_Required task:_
State only how many lines in the material below contain the string "Provide", counting a match only when its capitalization is identical.
*** Excerpted data
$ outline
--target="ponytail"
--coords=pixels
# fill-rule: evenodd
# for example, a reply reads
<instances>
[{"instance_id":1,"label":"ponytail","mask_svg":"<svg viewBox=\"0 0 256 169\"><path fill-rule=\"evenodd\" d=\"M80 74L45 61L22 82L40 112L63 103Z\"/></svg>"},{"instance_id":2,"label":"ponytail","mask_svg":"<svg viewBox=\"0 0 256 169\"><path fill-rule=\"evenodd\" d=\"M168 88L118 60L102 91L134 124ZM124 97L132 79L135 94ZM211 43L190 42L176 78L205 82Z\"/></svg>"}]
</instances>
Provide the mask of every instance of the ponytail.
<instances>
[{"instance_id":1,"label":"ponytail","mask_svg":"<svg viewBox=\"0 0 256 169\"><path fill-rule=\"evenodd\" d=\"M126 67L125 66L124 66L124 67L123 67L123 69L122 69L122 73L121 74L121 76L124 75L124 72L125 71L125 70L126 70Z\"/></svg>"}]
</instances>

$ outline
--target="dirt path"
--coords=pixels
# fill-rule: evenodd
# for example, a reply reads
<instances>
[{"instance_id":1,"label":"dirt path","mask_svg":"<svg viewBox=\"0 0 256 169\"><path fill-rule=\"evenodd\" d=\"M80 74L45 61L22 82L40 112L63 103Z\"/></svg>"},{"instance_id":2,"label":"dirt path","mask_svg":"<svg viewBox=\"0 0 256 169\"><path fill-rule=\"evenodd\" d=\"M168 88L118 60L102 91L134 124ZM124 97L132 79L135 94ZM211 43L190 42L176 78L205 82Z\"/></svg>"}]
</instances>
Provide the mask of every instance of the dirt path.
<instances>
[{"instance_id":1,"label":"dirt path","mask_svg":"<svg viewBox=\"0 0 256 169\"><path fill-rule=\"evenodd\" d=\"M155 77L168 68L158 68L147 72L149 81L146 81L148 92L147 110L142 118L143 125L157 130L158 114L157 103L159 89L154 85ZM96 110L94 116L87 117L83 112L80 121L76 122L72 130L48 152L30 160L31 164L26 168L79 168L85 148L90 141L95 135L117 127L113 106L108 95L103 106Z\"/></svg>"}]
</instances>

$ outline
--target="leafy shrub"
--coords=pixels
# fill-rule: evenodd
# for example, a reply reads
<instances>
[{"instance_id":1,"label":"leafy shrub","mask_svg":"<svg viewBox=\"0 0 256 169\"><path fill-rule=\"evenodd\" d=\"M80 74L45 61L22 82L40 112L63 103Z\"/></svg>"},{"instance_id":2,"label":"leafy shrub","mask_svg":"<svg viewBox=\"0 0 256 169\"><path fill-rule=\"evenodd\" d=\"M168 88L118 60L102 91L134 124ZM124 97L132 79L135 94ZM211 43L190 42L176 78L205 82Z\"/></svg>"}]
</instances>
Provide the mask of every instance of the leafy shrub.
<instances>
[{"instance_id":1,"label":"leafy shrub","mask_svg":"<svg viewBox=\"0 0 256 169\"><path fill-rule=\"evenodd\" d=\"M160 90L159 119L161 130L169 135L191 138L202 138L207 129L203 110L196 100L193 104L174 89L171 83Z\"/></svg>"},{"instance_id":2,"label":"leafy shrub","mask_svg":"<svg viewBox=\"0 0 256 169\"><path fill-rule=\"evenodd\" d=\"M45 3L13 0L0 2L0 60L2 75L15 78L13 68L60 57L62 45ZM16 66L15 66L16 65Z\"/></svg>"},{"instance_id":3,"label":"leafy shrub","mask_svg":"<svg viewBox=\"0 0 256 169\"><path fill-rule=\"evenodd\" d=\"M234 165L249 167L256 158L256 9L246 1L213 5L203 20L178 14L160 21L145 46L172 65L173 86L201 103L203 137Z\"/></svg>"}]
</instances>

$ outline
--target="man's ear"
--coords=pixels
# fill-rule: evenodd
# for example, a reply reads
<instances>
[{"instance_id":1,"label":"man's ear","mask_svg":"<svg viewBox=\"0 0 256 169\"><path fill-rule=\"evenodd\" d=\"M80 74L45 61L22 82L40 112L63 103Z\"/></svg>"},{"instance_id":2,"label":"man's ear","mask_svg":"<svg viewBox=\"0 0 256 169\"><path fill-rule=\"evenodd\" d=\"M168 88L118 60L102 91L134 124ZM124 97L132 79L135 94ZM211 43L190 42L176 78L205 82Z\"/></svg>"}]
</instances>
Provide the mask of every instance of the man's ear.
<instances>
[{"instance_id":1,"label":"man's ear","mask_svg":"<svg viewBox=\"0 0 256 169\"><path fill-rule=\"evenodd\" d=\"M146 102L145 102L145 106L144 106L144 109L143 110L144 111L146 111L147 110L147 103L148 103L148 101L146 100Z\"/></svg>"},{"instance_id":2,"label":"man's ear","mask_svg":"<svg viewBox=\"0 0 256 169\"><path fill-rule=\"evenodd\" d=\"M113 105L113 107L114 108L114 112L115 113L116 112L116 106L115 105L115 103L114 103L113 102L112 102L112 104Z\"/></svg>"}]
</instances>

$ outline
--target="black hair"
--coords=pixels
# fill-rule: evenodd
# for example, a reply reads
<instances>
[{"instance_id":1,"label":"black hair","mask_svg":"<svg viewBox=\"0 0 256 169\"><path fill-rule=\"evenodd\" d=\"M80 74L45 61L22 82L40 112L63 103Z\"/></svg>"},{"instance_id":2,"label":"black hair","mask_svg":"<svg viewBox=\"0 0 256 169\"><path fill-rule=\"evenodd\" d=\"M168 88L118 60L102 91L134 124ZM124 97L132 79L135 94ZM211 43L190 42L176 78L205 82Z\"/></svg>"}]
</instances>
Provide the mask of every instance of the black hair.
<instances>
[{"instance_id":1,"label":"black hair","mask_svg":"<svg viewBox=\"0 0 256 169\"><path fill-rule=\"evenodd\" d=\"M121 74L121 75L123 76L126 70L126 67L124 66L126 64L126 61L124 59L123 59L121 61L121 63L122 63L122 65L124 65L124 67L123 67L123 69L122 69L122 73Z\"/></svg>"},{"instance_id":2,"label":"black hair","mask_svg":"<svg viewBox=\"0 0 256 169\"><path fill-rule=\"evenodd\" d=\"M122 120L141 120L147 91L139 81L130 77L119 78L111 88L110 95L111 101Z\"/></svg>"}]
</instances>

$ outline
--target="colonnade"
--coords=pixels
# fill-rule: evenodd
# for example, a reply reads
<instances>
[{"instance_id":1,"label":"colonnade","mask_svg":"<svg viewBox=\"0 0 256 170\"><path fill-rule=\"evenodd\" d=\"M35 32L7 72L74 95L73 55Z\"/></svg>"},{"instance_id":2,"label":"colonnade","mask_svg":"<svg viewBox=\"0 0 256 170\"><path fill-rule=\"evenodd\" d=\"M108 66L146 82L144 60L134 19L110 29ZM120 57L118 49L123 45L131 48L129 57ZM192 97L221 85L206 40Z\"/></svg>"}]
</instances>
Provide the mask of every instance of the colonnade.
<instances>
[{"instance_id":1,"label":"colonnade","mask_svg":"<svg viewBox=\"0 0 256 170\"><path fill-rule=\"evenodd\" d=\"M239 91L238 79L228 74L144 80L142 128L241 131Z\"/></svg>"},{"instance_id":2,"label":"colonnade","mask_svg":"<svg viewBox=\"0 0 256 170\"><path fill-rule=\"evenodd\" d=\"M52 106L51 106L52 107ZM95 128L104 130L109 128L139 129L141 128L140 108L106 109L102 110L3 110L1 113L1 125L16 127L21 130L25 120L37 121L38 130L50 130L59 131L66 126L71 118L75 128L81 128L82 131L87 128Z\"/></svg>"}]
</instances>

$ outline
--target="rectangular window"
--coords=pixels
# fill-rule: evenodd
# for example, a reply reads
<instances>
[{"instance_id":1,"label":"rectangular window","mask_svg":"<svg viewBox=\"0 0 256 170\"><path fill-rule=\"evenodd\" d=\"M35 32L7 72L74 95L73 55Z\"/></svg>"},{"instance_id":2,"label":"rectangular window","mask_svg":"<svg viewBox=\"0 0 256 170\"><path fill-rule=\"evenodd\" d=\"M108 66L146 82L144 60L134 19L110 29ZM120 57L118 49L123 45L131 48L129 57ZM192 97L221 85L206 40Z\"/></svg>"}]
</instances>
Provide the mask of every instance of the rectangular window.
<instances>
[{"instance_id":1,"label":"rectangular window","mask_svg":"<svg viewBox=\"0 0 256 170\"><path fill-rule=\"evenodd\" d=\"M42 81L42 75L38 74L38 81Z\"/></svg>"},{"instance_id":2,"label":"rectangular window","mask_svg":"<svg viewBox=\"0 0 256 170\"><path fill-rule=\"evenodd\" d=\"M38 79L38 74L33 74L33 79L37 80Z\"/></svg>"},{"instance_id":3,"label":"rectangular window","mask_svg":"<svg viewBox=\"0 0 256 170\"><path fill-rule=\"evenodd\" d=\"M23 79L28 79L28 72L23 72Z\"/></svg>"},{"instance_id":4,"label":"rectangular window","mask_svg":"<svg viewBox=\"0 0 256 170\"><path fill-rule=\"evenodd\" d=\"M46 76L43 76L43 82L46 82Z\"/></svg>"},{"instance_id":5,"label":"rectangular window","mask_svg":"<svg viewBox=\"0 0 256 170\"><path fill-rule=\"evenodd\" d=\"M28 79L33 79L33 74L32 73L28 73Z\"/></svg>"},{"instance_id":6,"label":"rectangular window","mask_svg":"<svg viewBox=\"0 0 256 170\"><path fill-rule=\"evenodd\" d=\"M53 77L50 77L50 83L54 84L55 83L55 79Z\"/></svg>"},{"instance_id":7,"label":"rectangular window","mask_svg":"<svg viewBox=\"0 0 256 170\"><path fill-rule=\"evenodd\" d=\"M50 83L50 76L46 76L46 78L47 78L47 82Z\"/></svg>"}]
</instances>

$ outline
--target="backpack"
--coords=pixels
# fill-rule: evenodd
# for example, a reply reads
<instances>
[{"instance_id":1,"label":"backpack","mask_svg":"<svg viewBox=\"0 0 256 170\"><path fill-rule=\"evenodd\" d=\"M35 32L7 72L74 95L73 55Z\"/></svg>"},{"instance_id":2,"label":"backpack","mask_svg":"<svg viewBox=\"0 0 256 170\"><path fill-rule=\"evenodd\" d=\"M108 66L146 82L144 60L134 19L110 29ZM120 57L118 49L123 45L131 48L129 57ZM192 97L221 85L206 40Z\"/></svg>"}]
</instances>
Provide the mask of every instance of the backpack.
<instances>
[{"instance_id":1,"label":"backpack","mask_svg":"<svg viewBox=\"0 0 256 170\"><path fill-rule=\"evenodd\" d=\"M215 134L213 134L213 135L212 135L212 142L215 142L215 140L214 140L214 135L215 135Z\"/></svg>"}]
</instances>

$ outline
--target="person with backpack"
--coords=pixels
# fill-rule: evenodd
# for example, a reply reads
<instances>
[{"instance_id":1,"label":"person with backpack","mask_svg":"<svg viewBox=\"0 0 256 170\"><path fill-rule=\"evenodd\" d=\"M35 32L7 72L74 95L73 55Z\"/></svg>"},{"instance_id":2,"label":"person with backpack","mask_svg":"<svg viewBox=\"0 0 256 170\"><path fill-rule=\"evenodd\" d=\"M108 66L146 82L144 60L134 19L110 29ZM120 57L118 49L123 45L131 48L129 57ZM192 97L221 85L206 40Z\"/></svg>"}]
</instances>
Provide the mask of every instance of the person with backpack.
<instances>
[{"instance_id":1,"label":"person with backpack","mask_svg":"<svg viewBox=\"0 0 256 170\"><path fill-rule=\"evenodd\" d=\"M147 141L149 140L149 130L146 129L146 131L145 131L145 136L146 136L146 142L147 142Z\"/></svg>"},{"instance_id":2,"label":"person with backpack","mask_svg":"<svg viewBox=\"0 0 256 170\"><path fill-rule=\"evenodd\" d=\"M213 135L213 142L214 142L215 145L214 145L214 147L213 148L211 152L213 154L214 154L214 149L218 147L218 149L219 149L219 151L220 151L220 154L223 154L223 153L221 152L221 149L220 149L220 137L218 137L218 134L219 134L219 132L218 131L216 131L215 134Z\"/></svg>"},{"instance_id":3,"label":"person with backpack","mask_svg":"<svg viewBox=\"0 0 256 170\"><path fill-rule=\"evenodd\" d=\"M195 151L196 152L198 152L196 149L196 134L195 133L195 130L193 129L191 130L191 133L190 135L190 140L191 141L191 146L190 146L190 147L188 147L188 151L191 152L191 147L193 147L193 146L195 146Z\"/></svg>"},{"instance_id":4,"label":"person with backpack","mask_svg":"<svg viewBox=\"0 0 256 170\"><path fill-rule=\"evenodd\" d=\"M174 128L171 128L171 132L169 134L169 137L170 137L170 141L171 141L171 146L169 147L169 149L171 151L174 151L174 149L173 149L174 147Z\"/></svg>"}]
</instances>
******
_Exercise output:_
9